TASK STATEMENT
Give the entries again, word for word.

EXERCISE MATERIAL
[Start of section]

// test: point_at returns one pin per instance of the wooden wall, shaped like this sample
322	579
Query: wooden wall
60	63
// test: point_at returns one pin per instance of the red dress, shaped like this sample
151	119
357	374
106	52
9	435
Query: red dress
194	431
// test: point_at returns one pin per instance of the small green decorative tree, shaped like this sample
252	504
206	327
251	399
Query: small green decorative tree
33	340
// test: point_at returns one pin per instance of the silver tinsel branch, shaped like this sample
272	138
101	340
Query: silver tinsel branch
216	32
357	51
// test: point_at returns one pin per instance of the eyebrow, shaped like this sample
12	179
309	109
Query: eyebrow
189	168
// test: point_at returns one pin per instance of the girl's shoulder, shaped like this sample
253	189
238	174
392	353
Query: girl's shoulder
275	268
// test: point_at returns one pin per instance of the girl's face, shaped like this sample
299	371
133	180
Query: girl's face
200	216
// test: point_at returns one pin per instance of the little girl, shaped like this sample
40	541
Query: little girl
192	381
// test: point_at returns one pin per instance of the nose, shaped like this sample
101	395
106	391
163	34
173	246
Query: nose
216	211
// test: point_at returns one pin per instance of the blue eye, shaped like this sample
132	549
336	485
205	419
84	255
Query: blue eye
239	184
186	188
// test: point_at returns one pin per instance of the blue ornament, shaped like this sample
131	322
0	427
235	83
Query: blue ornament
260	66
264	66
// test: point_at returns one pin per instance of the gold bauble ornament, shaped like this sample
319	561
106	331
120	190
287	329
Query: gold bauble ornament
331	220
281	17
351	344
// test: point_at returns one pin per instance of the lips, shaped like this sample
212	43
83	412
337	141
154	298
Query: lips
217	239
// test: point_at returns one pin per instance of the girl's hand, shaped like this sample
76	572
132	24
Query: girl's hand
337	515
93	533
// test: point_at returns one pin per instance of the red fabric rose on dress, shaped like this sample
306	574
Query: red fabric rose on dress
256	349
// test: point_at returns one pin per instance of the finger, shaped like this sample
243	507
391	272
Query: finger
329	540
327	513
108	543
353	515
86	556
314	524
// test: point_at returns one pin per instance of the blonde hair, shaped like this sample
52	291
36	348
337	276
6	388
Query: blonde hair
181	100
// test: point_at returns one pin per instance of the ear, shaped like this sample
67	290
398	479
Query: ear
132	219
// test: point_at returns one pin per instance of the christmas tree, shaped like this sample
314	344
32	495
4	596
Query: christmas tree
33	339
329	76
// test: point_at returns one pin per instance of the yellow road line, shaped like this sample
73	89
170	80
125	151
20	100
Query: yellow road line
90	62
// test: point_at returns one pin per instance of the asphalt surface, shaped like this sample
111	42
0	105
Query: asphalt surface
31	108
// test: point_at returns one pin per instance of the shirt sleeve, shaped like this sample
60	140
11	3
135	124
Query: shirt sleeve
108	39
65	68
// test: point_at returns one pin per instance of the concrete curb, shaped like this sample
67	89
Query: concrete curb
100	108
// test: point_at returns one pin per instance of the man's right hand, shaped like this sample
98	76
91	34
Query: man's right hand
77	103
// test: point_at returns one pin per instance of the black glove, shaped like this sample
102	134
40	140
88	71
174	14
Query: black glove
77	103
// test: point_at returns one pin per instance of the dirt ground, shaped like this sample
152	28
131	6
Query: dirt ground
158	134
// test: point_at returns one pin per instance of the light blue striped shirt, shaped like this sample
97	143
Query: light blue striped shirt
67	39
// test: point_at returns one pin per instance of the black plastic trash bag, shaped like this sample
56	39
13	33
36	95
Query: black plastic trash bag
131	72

[End of section]

ANSWER SPACE
// test: point_at returns one pin per instance of the wooden wall, shaped like this sample
322	579
Query: wooden wall
60	63
// test: point_at returns one pin per instance of the red dress, shaped like this sample
151	119
357	374
106	52
9	435
Query: red dress
194	431
// test: point_at returns one pin per instance of the small green decorative tree, shaped like this sample
252	504
206	327
251	399
Query: small green decorative tree
33	340
// test: point_at returns one pin per instance of the silver tinsel branch, shaped like this sample
272	138
101	340
Query: silver tinsel branch
216	32
357	51
// test: point_at returns one pin per instance of the eyebrow, shaped like this sample
12	179
309	109
Query: eyebrow
189	168
// test: point_at returns one pin per instance of the girl's shoulder, shaped like this sample
253	189
238	174
392	353
Query: girl's shoulder
275	268
// test: point_at returns one pin per instance of the girl's face, shaped like this sample
299	371
133	180
Query: girl's face
200	216
// test: point_at returns one pin per instance of the little girl, shaped like this sample
40	541
Query: little girl
192	381
// test: point_at returns one pin per instance of the nose, shaped like this sample
101	395
106	391
163	34
173	246
Query: nose
216	211
// test: point_at returns one pin per instance of the blue eye, shaped like this sample
132	549
336	485
205	419
84	255
Query: blue eye
239	184
186	188
// test: point_at returns one pin per instance of the blue ornament, shaped like this sample
131	322
0	427
235	83
Query: blue ornament
260	66
264	66
// test: point_at returns one pin per instance of the gold bauble ornament, shaped like this sample
319	561
106	331
120	190
287	329
Query: gold bauble ornament
331	220
281	17
351	344
// test: point_at returns one pin per instance of the lips, shaped like this sample
212	43
83	412
337	141
154	298
Query: lips
217	239
// test: point_at returns one pin per instance of the girl's hand, shaped like this sample
76	572
132	24
Query: girl's hand
337	515
93	533
// test: point_at returns one pin per instance of the red fabric rose on dress, shaped like this sample
306	574
Query: red fabric rose on dress
256	349
// test: point_at returns one pin per instance of the finger, shaped like this sample
243	507
391	272
Query: finger
329	540
327	513
108	543
353	515
86	556
314	524
// test: point_at returns one pin per instance of the blonde hair, shaped like this sample
52	291
36	348
337	276
6	388
Query: blonde hair
181	100
// test: point_at returns one pin per instance of the ear, shaped like this sample
67	290
398	479
Query: ear
132	219
// test: point_at returns one pin per instance of the christmas tree, shaped like this sample
314	344
32	495
4	596
Query: christmas tree
33	339
329	76
// test: point_at returns one pin per instance of the yellow road line, shaped like this sample
73	89
170	80
125	151
20	100
Query: yellow road line
90	62
// test: point_at returns one pin per instance of the asphalt surface, shaped like this sample
111	42
0	105
Query: asphalt surface
31	108
// test: point_at returns one pin per instance of the shirt sleeve, shaped like this sample
60	140
11	3
135	124
Query: shirt sleeve
108	39
65	68
// test: point_at returns one pin per instance of the concrete curb, shaped like this sample
67	89
Query: concrete curb
100	108
// test: point_at returns one pin per instance of the man's right hand, shaped like this sample
98	76
91	34
Query: man's right hand
77	103
// test: point_at returns one pin per instance of the black glove, shaped like this sample
102	134
40	140
88	71
174	14
Query: black glove
77	103
// test: point_at returns one pin per instance of the dirt ground, shaped like this sample
152	28
131	6
Query: dirt ground
158	134
// test: point_at returns one pin per instance of the light blue striped shirt, shaped like this sample
97	143
Query: light blue striped shirt
67	39
// test: point_at returns one pin per instance of the black plastic trash bag, shaped like this sample
56	39
13	33
36	95
Query: black plastic trash bag
131	72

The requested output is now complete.